## Directions
With the pictures left out, output the records below exactly.

## Data supplied
== == ==

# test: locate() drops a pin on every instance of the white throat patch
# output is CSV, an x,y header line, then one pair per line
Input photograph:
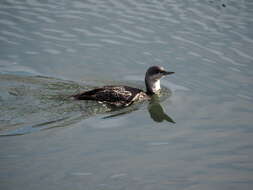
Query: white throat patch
x,y
155,85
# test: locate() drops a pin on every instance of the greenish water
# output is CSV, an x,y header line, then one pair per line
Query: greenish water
x,y
197,135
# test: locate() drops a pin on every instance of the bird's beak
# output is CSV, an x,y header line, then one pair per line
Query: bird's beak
x,y
168,73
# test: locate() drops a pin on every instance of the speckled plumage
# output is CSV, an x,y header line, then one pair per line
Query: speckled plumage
x,y
114,95
125,95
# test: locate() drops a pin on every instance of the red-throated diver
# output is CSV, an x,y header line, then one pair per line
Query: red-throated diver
x,y
125,95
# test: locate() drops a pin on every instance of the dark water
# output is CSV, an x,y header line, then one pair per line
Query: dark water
x,y
51,49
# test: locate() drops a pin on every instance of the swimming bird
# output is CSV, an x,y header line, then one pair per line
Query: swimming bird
x,y
122,96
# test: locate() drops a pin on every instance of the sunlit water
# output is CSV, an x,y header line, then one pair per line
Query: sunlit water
x,y
198,135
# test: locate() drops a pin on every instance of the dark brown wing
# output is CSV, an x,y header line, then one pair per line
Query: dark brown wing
x,y
113,94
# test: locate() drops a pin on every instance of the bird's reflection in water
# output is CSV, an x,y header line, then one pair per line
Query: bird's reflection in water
x,y
155,110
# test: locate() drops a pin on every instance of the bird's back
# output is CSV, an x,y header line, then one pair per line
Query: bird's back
x,y
114,95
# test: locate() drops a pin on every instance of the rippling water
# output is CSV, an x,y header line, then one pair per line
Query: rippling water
x,y
78,44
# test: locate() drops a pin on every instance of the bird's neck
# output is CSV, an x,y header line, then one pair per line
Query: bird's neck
x,y
153,86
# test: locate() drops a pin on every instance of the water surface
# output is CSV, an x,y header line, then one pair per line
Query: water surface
x,y
52,49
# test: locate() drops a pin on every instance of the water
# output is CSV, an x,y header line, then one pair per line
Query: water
x,y
50,50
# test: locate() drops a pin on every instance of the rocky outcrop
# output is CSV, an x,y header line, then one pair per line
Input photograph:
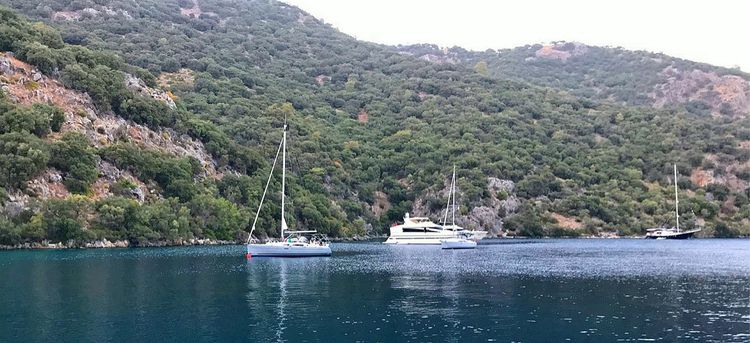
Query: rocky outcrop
x,y
90,12
487,216
140,87
25,85
561,51
722,95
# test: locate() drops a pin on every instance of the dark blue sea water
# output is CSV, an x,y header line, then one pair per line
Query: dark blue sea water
x,y
521,290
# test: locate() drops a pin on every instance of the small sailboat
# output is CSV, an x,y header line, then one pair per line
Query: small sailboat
x,y
459,240
674,232
474,235
291,243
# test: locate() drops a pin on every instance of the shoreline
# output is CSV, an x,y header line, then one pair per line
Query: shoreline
x,y
124,244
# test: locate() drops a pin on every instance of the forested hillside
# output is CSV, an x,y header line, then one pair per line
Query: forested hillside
x,y
637,78
374,131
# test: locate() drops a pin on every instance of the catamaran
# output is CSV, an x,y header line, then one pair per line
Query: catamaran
x,y
674,232
422,231
459,239
418,230
291,243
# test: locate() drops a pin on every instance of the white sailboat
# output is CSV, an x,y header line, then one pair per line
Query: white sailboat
x,y
291,243
459,240
674,232
475,235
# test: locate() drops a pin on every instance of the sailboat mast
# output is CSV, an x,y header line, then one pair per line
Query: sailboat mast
x,y
283,180
448,205
453,191
676,200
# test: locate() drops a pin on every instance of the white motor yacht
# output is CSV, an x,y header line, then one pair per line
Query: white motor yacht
x,y
418,230
291,243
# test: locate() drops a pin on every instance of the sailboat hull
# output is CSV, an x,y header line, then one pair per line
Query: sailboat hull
x,y
283,249
457,243
668,234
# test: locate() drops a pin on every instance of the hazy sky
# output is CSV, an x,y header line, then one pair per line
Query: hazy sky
x,y
716,31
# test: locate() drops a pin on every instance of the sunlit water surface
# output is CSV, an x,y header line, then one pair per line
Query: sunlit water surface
x,y
519,290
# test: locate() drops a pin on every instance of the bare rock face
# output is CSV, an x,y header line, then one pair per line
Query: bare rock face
x,y
561,51
725,95
487,216
139,86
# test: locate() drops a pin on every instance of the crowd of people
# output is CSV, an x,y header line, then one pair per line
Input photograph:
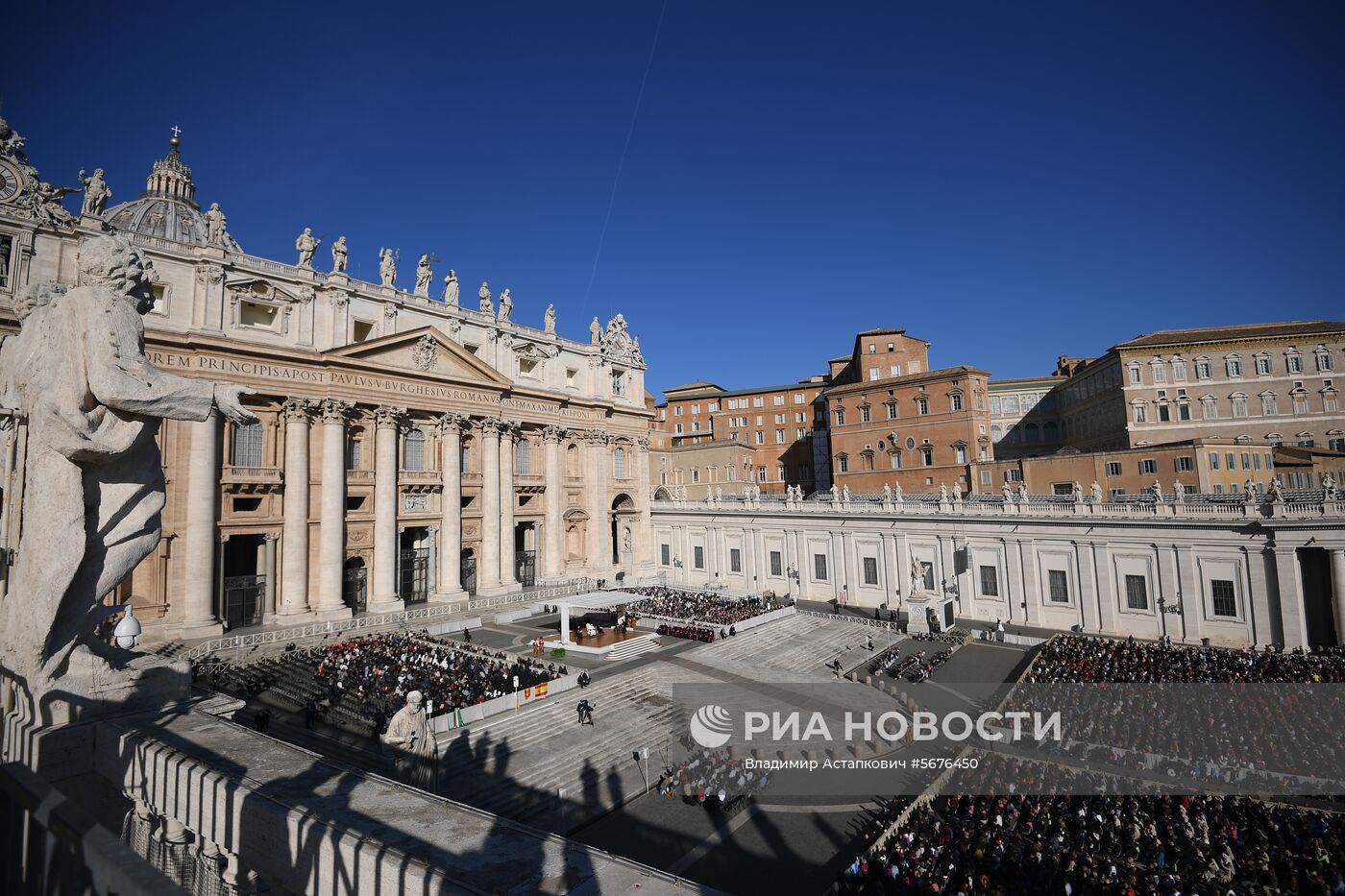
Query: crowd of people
x,y
697,607
1073,658
380,668
690,633
1056,842
715,779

== == ==

## Final answer
# test: locate() drops a pin on every instance of the white throat patch
# output is CSV, an x,y header line, then one pair per line
Input photograph:
Query: white throat patch
x,y
155,85
# test: locate() drops a pin on every instance of the greenish water
# output is CSV, an x,y header line, then one pair per line
Query: greenish water
x,y
197,135
# test: locate() drops a pin on every instance of the bird's beak
# output is CSV, an x,y header line, then one pair per line
Query: bird's beak
x,y
168,73
# test: locate() drops a pin on every instance of the speckled plumage
# output is CSV, an x,y header line, then one pair per line
Query: speckled plumage
x,y
114,95
125,95
# test: locate() drops a pin on every instance of the red-throated diver
# output is CSV, an x,y header line, then one pair per line
Query: red-throated diver
x,y
125,95
# test: locate() drops a pin on every instance of the dark water
# output is CSV, an x,y header line, then one pair per line
Query: dark water
x,y
51,49
# test: locate() drops a pin on every instance of the swimming bird
# output is CSV, an x,y header line, then one pair per line
Query: swimming bird
x,y
122,96
# test: locate() drops a pin on every instance of the sunlit water
# output is CSV, an x,y header line, then one pair per line
Query: sunlit water
x,y
198,135
# test: locate() drops a pin on every instance of the dark brown wing
# output is CSV, an x,y header line, then one pair per line
Query: dark brown wing
x,y
113,94
# test: locate() drops a pin on every instance of the bird's reflection in water
# output is CSV, an x,y header line, then one pair per line
Query: bird's reflection in water
x,y
155,110
# test: locate() drops a pin on every instance of the bird's back
# output is CSV, an x,y header line, then one pair per line
Query: bird's back
x,y
114,95
# test: locate() drops a pin on every instance of the rippling water
# output is CSV, an x,y header line, then one pair per line
Query: rippling water
x,y
78,44
# test: locate() drops a pin on every instance of the bird's neck
# output is CSV, an x,y header line, then one pair per line
Query: bird's neck
x,y
153,86
# test: locate() drops a pin on every instance of the water surface
# output is CSV, an x,y header line, then one pair per line
Query: water surface
x,y
52,49
# test: locate() drops a pin on every instance of the water
# output is CSV, an x,y header line, then one pair per line
Query: water
x,y
50,50
# test: locate() drops a pin on every instance of the rocky outcrop
# output is CSV, an x,y header line, then one pair per line
Input photograph:
Query: rocky outcrop
x,y
90,12
487,216
140,87
25,85
561,51
722,95
# test: locate() drops a pin on every instance of the dark blue sea water
# output is CSV, an x,y header line, then one pair per line
Query: dark blue sea water
x,y
521,290
# test: locate() drops a pin on every instance of the small sailboat
# output is CSV, an x,y header line, then one pair per line
Query: small sailboat
x,y
459,240
674,232
474,235
291,243
# test: locate() drops a pin on every instance of the shoreline
# output is CSV, an x,y header line, then one pair per line
Query: shoreline
x,y
124,244
# test: locate() drops a pin on every instance of the forested hillside
# output is CSV, an x,y header line, then one pair per line
Query: forested hillside
x,y
637,78
374,131
# test: locate() drops a pin on every instance of the catamaran
# output is CSV, an x,y header line, then one pair per line
Query: catamaran
x,y
674,232
422,231
459,239
418,230
291,243
# test: locate() drops a pin on every instance of the white sailboat
# output is CSV, an x,y header line, then one pair per line
Query: white sailboat
x,y
291,243
459,240
674,232
475,235
# test: locate() drops a pin on every instance of the sailboat mast
# output is CSV, an x,y header line, then one pair per line
Query: sailboat mast
x,y
283,180
448,205
453,191
676,200
# test: locate() drops a pin on every instance of the white motor yacht
# output is CSV, an x,y header line, then one pair per line
Query: white motor yacht
x,y
418,230
291,243
# test: locate() drops a pin on every instance of the sailboat hull
# output is CSV, an x,y header line, then one pair per line
Query: sailboat hull
x,y
283,249
457,243
668,234
# test: locate() drops a pin on every instance of the hazy sky
# output is CSV, an x,y header line, then one pair per line
Query: hazy sky
x,y
716,31
# test: locate() drops a pin on every instance of the sunlit water surface
# output is CSV, an x,y header line, then one pair per line
Query: sunlit water surface
x,y
519,290
# test: locate() drops a pin on every instance of the bare rock face
# output is CSV, an x,y header line, then one pair per line
Query: bare rock face
x,y
561,51
725,95
487,216
139,86
# test: locate() drops a pin on every instance of the crowd of people
# output is CSV, an x,y header line, then one pair per line
Input photograph:
Query: crowd of people
x,y
697,607
1073,658
380,668
690,633
1056,842
715,779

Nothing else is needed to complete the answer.